▶ _Exercise_:
Pull out every row below word for word, leaving out the picture.
-------
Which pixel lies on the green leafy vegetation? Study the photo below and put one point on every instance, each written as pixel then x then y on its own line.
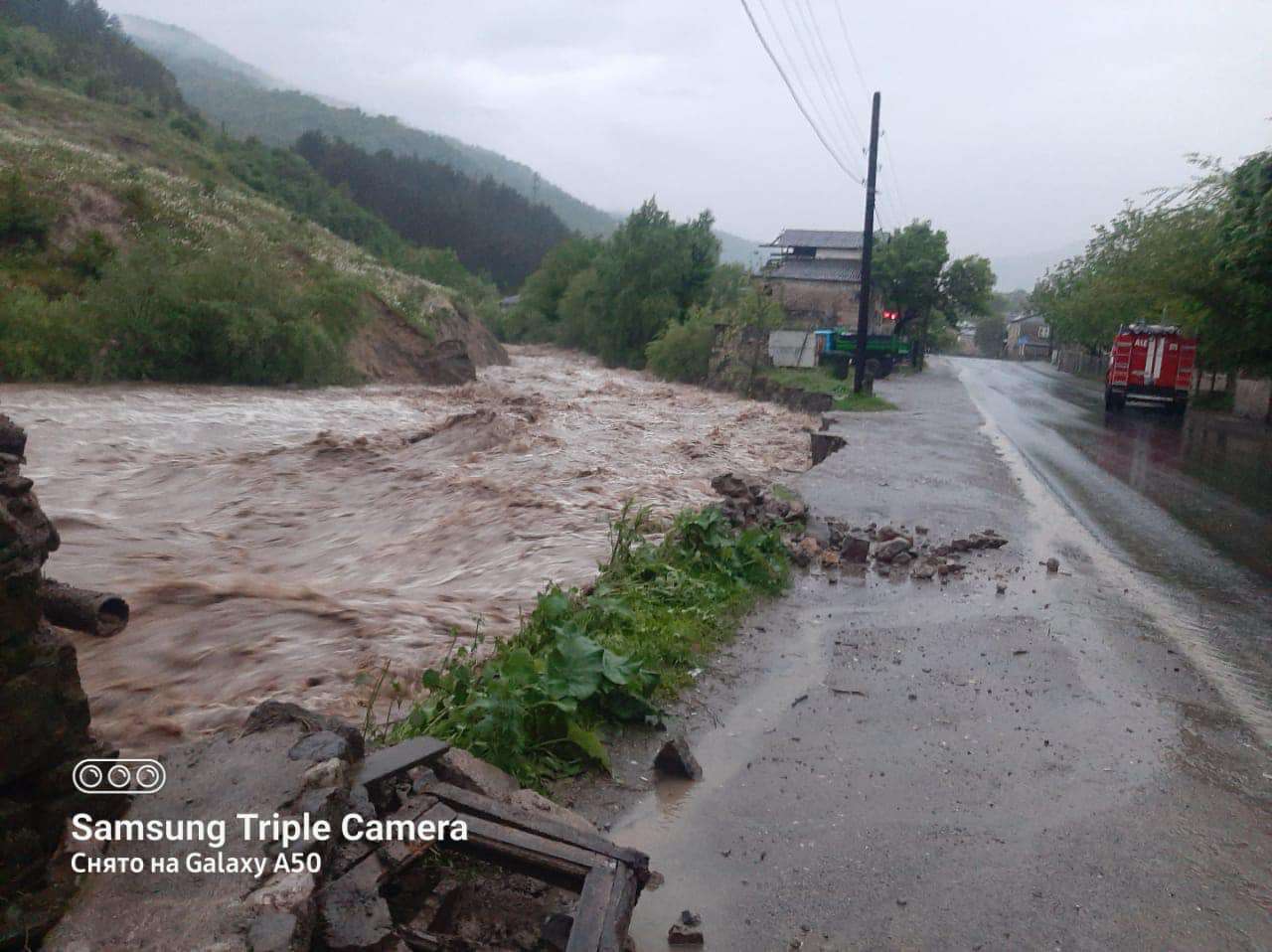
pixel 159 314
pixel 913 274
pixel 539 703
pixel 612 298
pixel 490 227
pixel 819 380
pixel 238 95
pixel 131 249
pixel 78 45
pixel 1199 257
-------
▶ _In response_:
Which pixel lies on the green leafy vegetation? Study the photo below and put one point on every instance, each written as pixel then x then y on its own line.
pixel 159 314
pixel 913 274
pixel 539 703
pixel 612 298
pixel 490 227
pixel 819 380
pixel 238 95
pixel 131 249
pixel 78 45
pixel 1199 257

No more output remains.